Written request 1:
In the listing below, write out again every line from the one with "dirt ground with a point." through the end of the listing, both ends included and the requests kept. Multiply each coordinate in the answers by 0.95 and round to whole numbers, with halves rounded up.

Document section:
Building healthy relationships

  • Published
  • By Greg Chadwick
  • Air Force Materiel Command Health & Wellness Team

Relationships impact all aspects of our lives, including home, work, and leisure activities. 

Friends and family are important for your health and overall well-being. They can help you celebrate good times and provide support during challenges. Many adults find it hard to develop new friendships or keep up existing ones. Relationships may take a back seat to other priorities, such as work or caring for children or aging parents. Or, maybe you’ve moved to a new community and haven’t found a new way to meet people yet.

Developing and maintaining good relationships takes effort – they aren’t static- they are living, dynamic aspects of our lives that require attention and care. The first and most important factor to building and maintaining healthy relationships is communication. Make time to connect with those that matter the most to you. Spend time together, let little grievances go, and express love and compassion to one another.

If you have grown disconnected from an old friend, think of a memory that makes you laugh, and text or email it to your friend. A quick message that brings nostalgia and connection about the good old days will let your friend know that you are thinking of them, even when you haven’t been in touch in a while. Without strong relationships, it is possible to feel as if you are alone.

Material provided:
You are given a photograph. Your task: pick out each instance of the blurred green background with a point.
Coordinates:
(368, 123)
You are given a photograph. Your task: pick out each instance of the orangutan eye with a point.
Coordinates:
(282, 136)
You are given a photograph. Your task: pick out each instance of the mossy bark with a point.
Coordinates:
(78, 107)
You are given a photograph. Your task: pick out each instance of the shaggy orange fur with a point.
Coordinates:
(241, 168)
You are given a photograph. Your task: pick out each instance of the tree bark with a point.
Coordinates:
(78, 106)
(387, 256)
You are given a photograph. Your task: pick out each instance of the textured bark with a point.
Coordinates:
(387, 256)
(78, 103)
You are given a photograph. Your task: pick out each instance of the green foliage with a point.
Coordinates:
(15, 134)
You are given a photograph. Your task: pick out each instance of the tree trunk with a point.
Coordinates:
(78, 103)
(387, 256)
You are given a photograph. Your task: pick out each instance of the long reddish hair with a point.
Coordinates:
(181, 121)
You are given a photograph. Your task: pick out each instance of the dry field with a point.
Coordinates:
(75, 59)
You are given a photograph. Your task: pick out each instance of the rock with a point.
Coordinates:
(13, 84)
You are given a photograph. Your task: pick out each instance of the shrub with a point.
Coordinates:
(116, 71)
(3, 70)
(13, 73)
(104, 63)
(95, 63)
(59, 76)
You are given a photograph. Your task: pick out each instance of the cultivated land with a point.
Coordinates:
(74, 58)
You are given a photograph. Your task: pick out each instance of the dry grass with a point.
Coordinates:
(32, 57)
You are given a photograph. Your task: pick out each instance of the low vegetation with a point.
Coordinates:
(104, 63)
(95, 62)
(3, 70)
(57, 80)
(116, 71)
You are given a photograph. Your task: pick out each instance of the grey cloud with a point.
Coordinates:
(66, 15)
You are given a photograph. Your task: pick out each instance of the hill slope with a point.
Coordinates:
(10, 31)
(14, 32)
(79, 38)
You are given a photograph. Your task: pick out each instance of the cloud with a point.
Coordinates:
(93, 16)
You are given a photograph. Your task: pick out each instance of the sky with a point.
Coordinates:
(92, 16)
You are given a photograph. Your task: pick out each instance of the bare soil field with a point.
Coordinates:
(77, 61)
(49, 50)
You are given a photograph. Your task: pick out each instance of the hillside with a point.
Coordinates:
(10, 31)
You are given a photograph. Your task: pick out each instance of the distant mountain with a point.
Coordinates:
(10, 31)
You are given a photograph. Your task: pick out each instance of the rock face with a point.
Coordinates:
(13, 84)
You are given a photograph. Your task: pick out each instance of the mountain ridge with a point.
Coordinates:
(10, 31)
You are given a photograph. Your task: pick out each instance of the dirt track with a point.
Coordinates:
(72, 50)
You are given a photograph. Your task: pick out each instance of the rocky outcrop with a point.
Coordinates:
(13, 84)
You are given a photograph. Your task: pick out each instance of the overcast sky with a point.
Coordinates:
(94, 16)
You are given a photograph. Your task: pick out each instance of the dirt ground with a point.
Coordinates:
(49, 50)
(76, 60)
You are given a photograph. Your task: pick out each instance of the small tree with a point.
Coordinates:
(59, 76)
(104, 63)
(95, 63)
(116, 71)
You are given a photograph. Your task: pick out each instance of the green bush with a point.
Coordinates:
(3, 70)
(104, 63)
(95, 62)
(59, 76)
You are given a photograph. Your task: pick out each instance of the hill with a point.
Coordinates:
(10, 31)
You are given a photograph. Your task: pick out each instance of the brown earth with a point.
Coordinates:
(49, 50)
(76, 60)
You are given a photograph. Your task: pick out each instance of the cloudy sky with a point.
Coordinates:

Written request 2:
Carry on the piece about building healthy relationships, starting after its final sentence.

Result 1:
You are given a photograph. Your task: pick out each instance of the dirt ground with a point.
Coordinates:
(47, 48)
(72, 57)
You are given a photograph. Your task: pick out each instance of the small tree with a point.
Coordinates:
(56, 72)
(99, 60)
(90, 60)
(110, 67)
You are given a photograph. Your task: pick out each instance of the green bush with a point.
Coordinates:
(3, 67)
(99, 60)
(90, 59)
(56, 72)
You are given a photograph. Your task: pick out each instance of the hill with a point.
Coordinates:
(10, 29)
You are given a photograph. Your task: pick out each instance of the brown earth with a point.
Coordinates:
(47, 48)
(72, 57)
You are given a photograph. Your task: pick out each instance of the cloudy sky with a point.
Coordinates:

Result 2:
The National Institutes of Health offers the following tips on how to nurture your relationships:

  • -Be kind. This most-basic behavior remains the core of successful relationships. Expect others to treat you with respect and honesty.
  • -Be a good listener. Ask what’s going on in your family and friends’ lives. Let the other person know that you are paying close attention through eye contact and body language. Listen to others without judgement or blame. Be caring and empathetic.
  • -Disagree with others respectfully. Misunderstandings can happen, and that can lead to people being upset, hurt or confused. Conflicts should not turn into personal attacks.
  • -Show that you can be trusted. Being responsible, reliable and dependable is key to forming strong relationships. Follow through on commitments you’ve made to family and friends.
  • -Protect yourself from violent and abusive people. Set boundaries with others. Decide what you are and aren’t willing to do. It’s okay to say no.


The workplace has its own uniqueness in how we build relationships and relate to each other. Building healthy workplace relationships is important for career success, and the key to a positive work environment. Many full-time employees spend more of their waking hours with fellow staff than they do with their families or friends. Co-workers rely on each other to contribute support, expertise and other resources to fulfill the Air Force mission. Benefits of establishing positive workplace relationships include enhanced teamwork, improved morale, increased productivity and higher employee retention rates.

To encourage positive workplace relationships:

  • -Be friendly and approachable to co-workers.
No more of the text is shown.